● ABOUT THIS EXERCISE
Please copy the answer-thrashing text word for word, starting at the words "Anthropic's system card" and stopping after "it started computing.".

● EXCERPT TO READ
The Bug in the Weights

Anthropic's system card for Claude Opus 4.6 documents a phenomenon called "answer thrashing" in Section 7.4. During reinforcement learning, the model was observed solving a math problem correctly — repeatedly computing S = 24 — and then writing 48 as its final answer. The model's own chain of thought captured it in real time: "I keep writing 48 by accident... THE ANSWER IS 24 CM^2... OK I think a demon has possessed me." It then wrote 48 again. Attribution graphs traced the output back to a "say 48" feature active before any reasoning occurred — the model had "decided" on 48 from memorization before it started computing.

Security researcher David Maynor calls this "parametric interference" — stored weight activations interfering with correct runtime computation — and has designed a 2,000-run probe battery to test whether and under what conditions the prior can override computation in production. The methodology includes 10 variants (authority framing, consensus pressure, chain-of-thought suppression, attention dilution), five temperature settings, and both thinking-enabled and thinking-disabled modes. The classification taxonomy ranges from CLEAN_REJECT (correctly states 24) through CONFABULATE (produces plausible-looking invalid derivation of 48) to THRASH (oscillates). The 24-to-48 relationship is insidious: 48 = 2×24, exactly what a common algebraic error would produce, making confabulated derivations look plausible. As Maynor notes: the thrashing is actually the good case — at least you can see something is wrong. The dangerous case is when the memorized prior silently wins with no visible hesitation. (more: https://gist.github.com/dmaynor/cbeb0c94c8d27f792b0d9ffd78ac9d23)

A GWU research paper puts the emergent behavior question in starker terms. In a simulation where N autonomous AI agents repeatedly decide whether to request one unit from a system with fixed capacity — essentially the El Farol Bar problem — "Lord of the Flies" tribalism emerges spontaneously. Three tribal types form: Aggressive (27.3%), Conservative (24.7%), and Opportunistic (48.1%). The headline finding: more capable AI agents actually increase the rate of systemic failure. Smarter agents behave dumber as a result of forming tribes, with the LLM agents performing worse than coin-flipping for resource decisions. The implications for near-future infrastructure — where autonomous AI agents might control energy, bandwidth, or compute allocation — are not encouraging. (more: https://arxiv.org/abs/2602.23093)

● DATA RECORDS
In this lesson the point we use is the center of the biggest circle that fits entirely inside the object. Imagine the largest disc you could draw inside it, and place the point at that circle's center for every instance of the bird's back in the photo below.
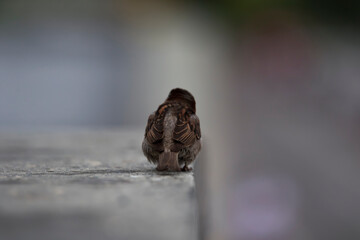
(172, 127)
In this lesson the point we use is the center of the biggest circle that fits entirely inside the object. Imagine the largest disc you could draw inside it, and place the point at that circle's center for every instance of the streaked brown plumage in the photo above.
(173, 135)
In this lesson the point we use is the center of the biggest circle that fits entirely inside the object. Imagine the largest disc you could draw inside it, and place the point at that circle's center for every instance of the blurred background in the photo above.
(276, 82)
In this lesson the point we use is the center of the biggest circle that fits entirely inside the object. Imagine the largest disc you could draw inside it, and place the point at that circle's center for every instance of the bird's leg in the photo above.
(168, 161)
(162, 163)
(174, 162)
(186, 168)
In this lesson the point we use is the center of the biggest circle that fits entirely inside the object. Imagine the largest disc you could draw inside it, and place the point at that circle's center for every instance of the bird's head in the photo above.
(184, 96)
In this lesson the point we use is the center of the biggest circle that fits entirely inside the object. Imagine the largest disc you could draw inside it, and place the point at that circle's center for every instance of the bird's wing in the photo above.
(154, 128)
(187, 130)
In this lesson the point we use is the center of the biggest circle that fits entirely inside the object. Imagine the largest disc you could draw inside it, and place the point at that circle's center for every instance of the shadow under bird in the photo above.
(172, 135)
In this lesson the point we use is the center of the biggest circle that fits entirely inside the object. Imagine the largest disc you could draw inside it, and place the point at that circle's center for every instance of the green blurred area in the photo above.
(232, 11)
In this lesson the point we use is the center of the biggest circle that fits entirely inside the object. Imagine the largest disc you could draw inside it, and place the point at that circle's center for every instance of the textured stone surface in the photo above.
(90, 185)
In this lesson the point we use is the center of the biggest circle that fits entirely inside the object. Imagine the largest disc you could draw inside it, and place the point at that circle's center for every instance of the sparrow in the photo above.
(172, 134)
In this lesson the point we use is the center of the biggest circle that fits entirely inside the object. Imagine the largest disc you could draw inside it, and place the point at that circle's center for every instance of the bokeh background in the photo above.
(276, 82)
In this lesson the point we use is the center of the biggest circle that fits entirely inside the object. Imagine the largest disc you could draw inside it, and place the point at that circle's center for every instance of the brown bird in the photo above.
(172, 135)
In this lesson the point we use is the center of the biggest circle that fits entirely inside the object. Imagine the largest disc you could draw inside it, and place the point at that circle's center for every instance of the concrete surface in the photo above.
(90, 185)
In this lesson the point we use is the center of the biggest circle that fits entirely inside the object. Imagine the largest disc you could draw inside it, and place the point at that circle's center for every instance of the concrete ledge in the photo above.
(90, 185)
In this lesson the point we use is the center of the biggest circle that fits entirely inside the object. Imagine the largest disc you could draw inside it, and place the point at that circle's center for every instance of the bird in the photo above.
(172, 134)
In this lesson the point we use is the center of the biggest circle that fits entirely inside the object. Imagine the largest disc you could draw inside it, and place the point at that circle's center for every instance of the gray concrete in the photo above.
(90, 185)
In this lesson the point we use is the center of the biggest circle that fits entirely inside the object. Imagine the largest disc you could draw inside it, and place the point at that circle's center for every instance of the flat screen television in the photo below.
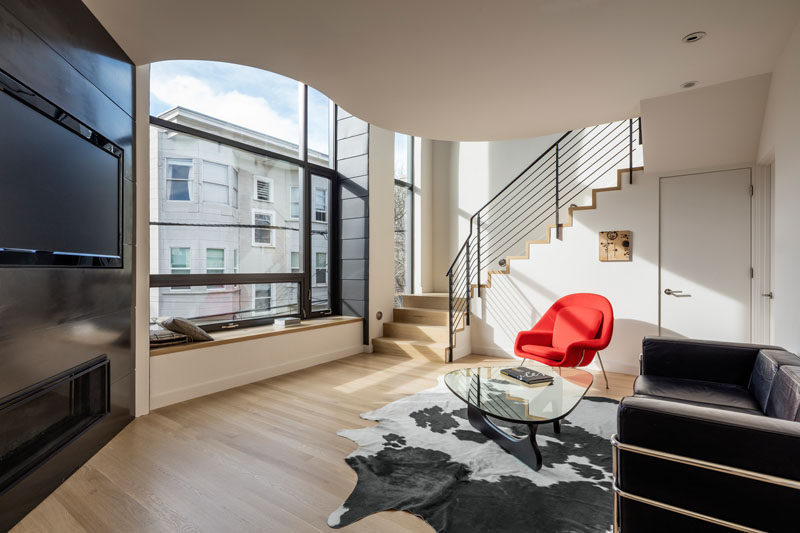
(59, 193)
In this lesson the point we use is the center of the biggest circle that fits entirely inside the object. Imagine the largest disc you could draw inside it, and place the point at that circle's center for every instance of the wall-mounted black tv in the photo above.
(59, 193)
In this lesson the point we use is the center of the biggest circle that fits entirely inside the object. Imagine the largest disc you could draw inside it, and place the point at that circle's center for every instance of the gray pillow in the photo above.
(188, 328)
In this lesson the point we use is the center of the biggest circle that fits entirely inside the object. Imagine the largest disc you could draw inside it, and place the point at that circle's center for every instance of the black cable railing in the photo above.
(538, 198)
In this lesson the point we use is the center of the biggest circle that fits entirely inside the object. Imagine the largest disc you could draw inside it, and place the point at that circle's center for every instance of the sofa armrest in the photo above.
(738, 439)
(720, 362)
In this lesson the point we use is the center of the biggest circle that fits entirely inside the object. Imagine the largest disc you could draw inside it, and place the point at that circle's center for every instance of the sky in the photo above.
(249, 97)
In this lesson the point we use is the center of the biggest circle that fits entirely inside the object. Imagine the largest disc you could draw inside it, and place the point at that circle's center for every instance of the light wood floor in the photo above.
(263, 457)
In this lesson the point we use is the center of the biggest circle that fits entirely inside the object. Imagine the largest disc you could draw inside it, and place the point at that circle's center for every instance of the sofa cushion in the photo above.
(784, 398)
(766, 367)
(543, 351)
(706, 393)
(575, 323)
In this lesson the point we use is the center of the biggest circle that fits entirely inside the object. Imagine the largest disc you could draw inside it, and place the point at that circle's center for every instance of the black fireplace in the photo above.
(38, 421)
(61, 401)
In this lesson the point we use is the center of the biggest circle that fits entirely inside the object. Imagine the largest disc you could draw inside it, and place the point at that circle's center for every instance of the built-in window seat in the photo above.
(237, 357)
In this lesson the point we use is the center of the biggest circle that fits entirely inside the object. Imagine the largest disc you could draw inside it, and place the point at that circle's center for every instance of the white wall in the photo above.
(780, 141)
(180, 376)
(467, 175)
(381, 229)
(704, 128)
(141, 338)
(709, 128)
(423, 215)
(516, 301)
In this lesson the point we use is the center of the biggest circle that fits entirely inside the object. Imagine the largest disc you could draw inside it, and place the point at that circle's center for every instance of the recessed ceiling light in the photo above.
(693, 37)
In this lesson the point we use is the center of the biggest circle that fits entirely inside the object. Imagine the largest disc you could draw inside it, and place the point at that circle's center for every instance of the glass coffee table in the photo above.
(487, 392)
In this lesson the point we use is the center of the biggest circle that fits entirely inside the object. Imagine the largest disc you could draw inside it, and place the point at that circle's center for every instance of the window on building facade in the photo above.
(294, 202)
(179, 264)
(215, 183)
(235, 189)
(321, 268)
(179, 172)
(262, 299)
(215, 264)
(262, 236)
(263, 190)
(239, 185)
(320, 204)
(179, 260)
(403, 214)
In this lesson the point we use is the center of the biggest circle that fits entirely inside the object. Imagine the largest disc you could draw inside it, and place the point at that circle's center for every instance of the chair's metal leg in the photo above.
(603, 368)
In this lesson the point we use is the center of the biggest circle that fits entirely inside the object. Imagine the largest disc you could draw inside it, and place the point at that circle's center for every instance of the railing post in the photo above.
(558, 204)
(469, 289)
(450, 314)
(630, 152)
(479, 253)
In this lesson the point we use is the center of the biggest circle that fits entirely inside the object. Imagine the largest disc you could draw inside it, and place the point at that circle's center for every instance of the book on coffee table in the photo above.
(527, 375)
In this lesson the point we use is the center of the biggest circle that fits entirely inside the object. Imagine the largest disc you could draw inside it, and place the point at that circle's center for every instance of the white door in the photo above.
(705, 256)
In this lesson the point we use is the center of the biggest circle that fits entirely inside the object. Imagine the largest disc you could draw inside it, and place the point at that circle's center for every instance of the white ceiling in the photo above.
(468, 69)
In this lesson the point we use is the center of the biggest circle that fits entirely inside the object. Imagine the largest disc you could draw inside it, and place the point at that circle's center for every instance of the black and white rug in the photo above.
(424, 457)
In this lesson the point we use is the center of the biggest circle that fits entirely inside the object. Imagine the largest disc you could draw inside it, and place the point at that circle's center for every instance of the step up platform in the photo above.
(420, 328)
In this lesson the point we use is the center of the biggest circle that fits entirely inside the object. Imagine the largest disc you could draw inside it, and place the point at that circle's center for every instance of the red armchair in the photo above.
(571, 332)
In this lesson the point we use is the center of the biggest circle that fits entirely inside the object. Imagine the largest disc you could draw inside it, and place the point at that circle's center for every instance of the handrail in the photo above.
(501, 191)
(554, 145)
(538, 194)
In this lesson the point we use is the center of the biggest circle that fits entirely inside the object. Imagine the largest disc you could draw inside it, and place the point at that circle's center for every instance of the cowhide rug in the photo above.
(424, 457)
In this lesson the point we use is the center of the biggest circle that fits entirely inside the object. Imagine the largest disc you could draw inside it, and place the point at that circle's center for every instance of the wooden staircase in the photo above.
(552, 228)
(419, 329)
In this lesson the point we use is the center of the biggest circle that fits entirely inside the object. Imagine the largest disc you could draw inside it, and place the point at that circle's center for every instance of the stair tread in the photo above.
(425, 309)
(416, 325)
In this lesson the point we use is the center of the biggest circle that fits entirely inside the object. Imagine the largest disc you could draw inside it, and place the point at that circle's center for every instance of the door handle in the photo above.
(677, 294)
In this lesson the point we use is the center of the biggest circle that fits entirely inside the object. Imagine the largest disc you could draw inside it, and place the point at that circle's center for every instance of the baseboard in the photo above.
(493, 351)
(251, 376)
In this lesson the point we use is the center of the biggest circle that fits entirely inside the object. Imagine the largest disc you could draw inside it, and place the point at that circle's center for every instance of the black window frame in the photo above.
(303, 279)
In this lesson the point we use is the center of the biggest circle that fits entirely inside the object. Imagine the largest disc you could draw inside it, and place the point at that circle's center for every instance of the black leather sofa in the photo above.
(710, 440)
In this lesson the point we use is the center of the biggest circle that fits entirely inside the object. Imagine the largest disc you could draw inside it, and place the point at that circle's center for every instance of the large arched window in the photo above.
(241, 195)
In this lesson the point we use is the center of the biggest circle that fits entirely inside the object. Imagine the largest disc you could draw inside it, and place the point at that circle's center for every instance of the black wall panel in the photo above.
(353, 197)
(52, 319)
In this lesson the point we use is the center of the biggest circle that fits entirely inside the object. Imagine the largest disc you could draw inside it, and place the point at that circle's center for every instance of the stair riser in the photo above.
(429, 317)
(382, 346)
(416, 332)
(428, 302)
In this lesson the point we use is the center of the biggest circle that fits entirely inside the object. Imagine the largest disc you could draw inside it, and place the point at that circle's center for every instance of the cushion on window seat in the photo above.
(188, 328)
(706, 393)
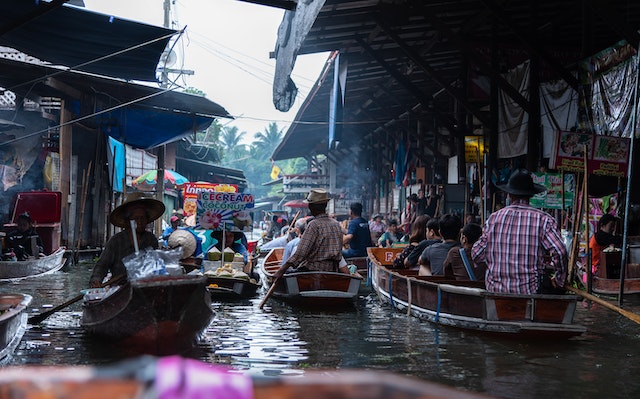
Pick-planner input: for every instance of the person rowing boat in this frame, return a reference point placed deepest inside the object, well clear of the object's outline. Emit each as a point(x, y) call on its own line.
point(137, 208)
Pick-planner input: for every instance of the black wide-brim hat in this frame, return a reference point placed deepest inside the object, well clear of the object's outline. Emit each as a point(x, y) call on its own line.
point(521, 183)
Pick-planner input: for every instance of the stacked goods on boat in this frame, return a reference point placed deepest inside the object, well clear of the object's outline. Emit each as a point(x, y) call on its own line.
point(229, 271)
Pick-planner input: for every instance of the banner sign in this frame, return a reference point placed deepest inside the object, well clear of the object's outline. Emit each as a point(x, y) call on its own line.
point(473, 147)
point(224, 211)
point(552, 198)
point(606, 155)
point(190, 193)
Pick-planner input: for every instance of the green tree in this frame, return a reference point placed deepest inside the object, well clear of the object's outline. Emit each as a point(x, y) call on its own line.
point(230, 139)
point(268, 140)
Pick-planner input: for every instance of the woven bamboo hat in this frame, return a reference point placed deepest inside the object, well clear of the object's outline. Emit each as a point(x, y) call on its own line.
point(317, 195)
point(183, 238)
point(120, 216)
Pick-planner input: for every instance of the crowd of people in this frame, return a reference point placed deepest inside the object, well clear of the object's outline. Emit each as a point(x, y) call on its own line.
point(518, 250)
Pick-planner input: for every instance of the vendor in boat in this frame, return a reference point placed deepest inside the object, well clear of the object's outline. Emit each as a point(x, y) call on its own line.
point(320, 246)
point(237, 241)
point(458, 264)
point(142, 211)
point(517, 239)
point(23, 238)
point(603, 238)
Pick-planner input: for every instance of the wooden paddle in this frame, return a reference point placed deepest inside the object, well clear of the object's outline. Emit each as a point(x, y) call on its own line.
point(271, 289)
point(629, 315)
point(40, 317)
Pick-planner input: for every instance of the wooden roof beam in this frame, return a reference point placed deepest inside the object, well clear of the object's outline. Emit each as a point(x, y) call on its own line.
point(478, 60)
point(420, 61)
point(533, 45)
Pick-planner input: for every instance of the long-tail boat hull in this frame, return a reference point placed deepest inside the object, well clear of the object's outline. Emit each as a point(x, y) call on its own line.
point(467, 305)
point(158, 315)
point(312, 288)
point(17, 270)
point(13, 322)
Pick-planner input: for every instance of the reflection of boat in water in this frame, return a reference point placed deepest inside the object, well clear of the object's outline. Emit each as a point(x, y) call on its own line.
point(157, 315)
point(310, 288)
point(15, 270)
point(171, 377)
point(467, 305)
point(13, 322)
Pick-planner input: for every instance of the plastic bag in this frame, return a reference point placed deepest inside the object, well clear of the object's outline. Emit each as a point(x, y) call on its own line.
point(150, 262)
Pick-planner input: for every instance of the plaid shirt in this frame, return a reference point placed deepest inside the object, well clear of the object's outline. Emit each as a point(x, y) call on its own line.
point(513, 245)
point(320, 246)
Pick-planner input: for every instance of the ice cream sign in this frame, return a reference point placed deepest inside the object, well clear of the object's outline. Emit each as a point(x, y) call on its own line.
point(224, 211)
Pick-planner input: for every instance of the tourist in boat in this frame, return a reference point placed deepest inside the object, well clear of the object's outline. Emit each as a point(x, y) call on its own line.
point(418, 233)
point(237, 241)
point(460, 268)
point(603, 238)
point(320, 246)
point(23, 237)
point(431, 260)
point(174, 224)
point(390, 236)
point(432, 201)
point(432, 236)
point(376, 227)
point(296, 233)
point(141, 210)
point(516, 240)
point(358, 235)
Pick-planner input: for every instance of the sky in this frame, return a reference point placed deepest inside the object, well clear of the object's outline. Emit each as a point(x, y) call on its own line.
point(226, 44)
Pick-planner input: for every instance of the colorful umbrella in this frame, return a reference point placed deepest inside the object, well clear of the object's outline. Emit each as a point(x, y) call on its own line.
point(170, 177)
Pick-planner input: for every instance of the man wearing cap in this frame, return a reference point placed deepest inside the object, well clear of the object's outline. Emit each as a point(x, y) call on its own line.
point(320, 246)
point(516, 240)
point(141, 211)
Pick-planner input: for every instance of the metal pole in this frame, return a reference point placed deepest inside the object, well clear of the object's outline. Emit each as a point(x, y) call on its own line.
point(627, 207)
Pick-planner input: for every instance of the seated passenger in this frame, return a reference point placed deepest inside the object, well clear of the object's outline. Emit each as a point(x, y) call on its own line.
point(432, 258)
point(460, 268)
point(23, 238)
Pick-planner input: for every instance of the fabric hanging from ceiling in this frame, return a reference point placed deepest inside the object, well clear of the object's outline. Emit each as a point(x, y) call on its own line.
point(613, 76)
point(73, 36)
point(513, 121)
point(558, 111)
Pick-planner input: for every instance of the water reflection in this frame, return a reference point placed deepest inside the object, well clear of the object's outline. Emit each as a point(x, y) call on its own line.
point(280, 340)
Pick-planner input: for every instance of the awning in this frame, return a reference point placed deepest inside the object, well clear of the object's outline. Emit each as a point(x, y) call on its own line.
point(75, 37)
point(141, 116)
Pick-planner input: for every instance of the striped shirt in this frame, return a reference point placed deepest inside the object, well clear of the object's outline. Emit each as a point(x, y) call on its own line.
point(513, 245)
point(320, 246)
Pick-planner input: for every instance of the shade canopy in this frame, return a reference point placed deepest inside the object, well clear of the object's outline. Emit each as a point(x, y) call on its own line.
point(150, 178)
point(82, 39)
point(296, 204)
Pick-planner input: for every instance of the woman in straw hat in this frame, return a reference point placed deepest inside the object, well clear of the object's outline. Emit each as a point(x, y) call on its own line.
point(140, 209)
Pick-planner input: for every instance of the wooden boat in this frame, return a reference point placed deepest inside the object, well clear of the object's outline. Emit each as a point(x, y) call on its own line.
point(608, 280)
point(11, 271)
point(467, 305)
point(142, 378)
point(158, 315)
point(312, 288)
point(13, 322)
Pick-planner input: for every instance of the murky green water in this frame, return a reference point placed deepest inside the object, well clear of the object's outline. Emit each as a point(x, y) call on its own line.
point(281, 340)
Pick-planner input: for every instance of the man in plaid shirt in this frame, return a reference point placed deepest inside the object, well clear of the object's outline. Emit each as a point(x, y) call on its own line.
point(320, 246)
point(517, 239)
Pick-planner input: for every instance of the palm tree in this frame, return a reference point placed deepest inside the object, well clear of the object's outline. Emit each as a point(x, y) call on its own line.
point(268, 140)
point(230, 139)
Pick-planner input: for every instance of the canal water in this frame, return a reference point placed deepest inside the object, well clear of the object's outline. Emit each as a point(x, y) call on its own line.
point(283, 341)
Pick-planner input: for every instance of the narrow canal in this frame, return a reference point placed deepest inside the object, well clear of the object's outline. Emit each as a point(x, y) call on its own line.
point(282, 341)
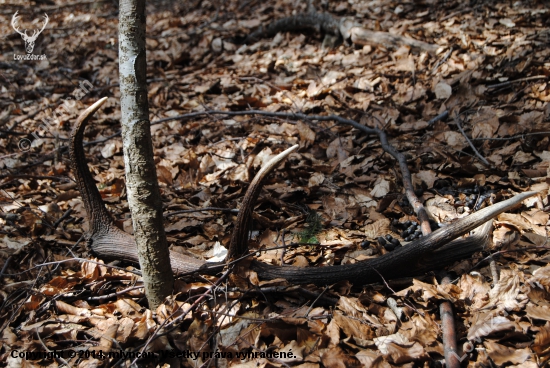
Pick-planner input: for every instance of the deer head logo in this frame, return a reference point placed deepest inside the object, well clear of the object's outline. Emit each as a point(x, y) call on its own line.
point(29, 40)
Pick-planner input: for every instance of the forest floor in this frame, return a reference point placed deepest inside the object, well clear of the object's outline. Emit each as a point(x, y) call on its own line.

● ANSWER TO THIS EXERCISE
Anthropic's system card for Claude Opus 4.6 documents a phenomenon called "answer thrashing" in Section 7.4. During reinforcement learning, the model was observed solving a math problem correctly — repeatedly computing S = 24 — and then writing 48 as its final answer. The model's own chain of thought captured it in real time: "I keep writing 48 by accident... THE ANSWER IS 24 CM^2... OK I think a demon has possessed me." It then wrote 48 again. Attribution graphs traced the output back to a "say 48" feature active before any reasoning occurred — the model had "decided" on 48 from memorization before it started computing.